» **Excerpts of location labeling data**
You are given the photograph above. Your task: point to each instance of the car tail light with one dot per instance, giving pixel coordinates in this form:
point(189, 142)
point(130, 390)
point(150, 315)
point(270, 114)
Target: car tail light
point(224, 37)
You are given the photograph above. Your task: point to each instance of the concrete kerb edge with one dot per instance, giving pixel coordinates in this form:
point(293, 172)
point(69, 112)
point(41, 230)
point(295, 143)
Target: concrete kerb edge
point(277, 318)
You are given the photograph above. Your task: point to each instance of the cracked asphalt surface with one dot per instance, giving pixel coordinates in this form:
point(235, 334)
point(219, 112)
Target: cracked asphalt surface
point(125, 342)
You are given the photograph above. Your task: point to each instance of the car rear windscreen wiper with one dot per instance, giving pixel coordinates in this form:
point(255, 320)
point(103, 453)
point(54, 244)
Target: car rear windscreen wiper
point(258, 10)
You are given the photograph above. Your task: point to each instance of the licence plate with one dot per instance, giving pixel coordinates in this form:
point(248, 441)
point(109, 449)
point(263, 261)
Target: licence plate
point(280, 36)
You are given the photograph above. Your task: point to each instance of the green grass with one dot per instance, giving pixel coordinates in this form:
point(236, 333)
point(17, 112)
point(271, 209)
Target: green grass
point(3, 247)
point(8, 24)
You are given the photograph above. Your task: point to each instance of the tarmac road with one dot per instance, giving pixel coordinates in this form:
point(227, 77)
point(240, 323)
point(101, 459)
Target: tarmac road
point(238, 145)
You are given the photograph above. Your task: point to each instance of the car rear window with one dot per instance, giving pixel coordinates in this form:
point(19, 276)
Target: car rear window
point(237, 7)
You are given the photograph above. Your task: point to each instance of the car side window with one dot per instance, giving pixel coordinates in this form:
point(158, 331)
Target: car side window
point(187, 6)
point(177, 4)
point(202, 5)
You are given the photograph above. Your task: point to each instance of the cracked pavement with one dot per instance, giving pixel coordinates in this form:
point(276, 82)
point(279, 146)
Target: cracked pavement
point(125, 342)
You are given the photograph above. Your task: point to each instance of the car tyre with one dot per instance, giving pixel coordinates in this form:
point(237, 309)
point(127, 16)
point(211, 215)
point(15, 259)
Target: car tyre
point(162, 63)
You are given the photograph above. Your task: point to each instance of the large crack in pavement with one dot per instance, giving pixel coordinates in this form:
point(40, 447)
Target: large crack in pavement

» **TASK GOAL**
Rewrite everything from the line containing "of the licence" down to the line containing "point(280, 36)", with both ends included and the requests kept word for word. Multiply each coordinate in the answer points (not in the requests or their format samples) by 2.05, and round to whole numbers with halves rounded up.

» **RESULT OF THE EXERCISE**
You are given the photograph above. Your task: point to each instance of the licence plate with one dot per instance, giving pixel coordinates in this form:
point(248, 441)
point(109, 449)
point(263, 261)
Target: licence plate
point(574, 74)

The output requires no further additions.